**Shape annotation entries**

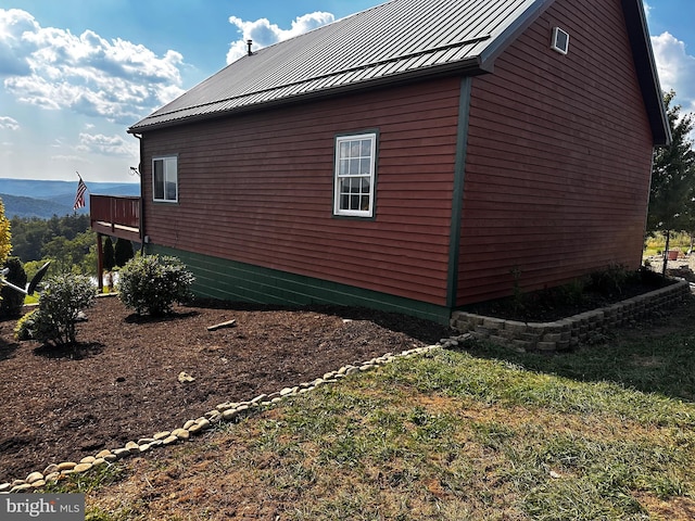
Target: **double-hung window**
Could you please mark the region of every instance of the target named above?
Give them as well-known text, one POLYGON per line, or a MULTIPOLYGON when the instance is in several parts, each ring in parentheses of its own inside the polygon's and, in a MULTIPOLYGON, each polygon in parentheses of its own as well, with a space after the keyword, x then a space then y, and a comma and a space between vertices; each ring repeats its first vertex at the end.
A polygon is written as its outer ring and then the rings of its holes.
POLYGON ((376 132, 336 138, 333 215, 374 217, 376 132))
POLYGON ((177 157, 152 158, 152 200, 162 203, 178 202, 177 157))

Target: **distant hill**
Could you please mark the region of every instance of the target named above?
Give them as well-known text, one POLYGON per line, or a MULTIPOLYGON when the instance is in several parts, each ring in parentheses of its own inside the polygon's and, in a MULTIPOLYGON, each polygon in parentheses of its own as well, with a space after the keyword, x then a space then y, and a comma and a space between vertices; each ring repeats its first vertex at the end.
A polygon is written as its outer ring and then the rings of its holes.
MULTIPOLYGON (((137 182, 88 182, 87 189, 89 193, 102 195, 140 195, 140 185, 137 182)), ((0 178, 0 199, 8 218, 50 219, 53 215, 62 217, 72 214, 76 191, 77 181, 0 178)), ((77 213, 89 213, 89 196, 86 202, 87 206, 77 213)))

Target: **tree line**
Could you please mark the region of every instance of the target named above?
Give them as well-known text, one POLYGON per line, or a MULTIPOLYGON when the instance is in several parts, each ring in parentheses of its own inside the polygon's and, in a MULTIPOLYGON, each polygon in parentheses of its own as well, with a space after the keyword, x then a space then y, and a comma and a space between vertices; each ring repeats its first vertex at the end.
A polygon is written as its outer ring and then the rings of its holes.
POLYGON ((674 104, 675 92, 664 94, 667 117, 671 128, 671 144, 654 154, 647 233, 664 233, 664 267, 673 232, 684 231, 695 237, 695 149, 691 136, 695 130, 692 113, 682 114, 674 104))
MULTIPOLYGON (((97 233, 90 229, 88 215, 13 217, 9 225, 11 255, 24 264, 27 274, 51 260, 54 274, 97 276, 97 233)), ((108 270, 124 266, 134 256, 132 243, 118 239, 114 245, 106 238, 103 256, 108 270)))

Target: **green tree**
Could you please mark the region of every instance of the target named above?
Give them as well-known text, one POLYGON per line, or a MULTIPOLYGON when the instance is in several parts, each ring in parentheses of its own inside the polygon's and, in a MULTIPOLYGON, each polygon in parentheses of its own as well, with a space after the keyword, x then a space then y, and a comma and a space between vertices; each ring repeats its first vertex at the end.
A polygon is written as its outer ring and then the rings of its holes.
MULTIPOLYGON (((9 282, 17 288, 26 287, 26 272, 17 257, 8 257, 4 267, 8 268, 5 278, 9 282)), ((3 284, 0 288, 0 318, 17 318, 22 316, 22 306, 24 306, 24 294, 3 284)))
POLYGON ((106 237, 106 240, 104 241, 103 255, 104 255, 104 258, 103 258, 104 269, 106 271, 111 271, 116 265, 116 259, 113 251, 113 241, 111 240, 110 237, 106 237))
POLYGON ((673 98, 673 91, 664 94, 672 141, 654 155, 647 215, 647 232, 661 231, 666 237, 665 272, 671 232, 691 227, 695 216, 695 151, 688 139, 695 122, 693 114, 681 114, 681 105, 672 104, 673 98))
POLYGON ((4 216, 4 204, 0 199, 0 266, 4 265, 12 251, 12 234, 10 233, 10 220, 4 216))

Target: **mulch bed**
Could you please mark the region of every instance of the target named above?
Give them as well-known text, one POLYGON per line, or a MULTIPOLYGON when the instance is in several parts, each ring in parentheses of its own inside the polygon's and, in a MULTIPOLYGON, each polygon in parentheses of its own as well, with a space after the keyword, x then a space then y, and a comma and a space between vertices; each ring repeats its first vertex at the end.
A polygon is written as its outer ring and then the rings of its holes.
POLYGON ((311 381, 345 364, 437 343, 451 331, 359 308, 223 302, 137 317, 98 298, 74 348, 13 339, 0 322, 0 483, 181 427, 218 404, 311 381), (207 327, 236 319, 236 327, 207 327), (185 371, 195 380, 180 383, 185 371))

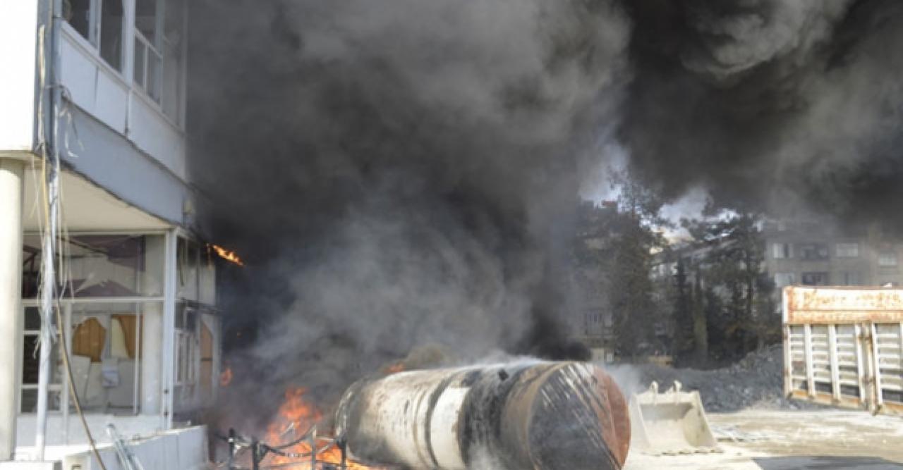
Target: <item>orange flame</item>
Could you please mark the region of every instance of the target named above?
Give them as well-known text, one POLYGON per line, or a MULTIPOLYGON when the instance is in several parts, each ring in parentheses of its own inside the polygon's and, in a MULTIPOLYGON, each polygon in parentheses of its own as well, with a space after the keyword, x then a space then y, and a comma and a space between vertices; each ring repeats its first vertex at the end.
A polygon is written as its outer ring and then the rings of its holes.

**GIVEN PROBLEM**
Change "instance" to "occurrence" in everything from the line containing "Target: **tree line**" down to the line containing "MULTIPOLYGON (((97 233, 90". Give those lines again with nothing else altered.

**EXERCISE ANSWER**
Target: **tree line**
Could you please mark the region of every occurrence of the target named above?
Give them as well-known text, one POLYGON per line, or a MULTIPOLYGON when the occurrence is in several parts, each ring in parentheses of its own inside the polygon's and, in a MULTIPOLYGON, each polygon in parentheses of its own as well, with a space after the keyword, x then a space then y, and a comma and a space between vertices; each ring repeats its first vertex at the end.
A polygon is written as its outer ring and then the rings of its holes.
POLYGON ((674 104, 675 92, 664 94, 667 117, 671 128, 671 144, 654 154, 647 233, 664 233, 664 267, 673 232, 684 231, 695 237, 695 149, 691 136, 695 130, 692 113, 682 114, 674 104))
MULTIPOLYGON (((97 233, 90 229, 88 215, 13 217, 9 225, 11 255, 24 264, 27 274, 51 260, 54 274, 97 276, 97 233)), ((108 270, 124 266, 134 256, 132 243, 118 239, 114 245, 106 238, 103 256, 108 270)))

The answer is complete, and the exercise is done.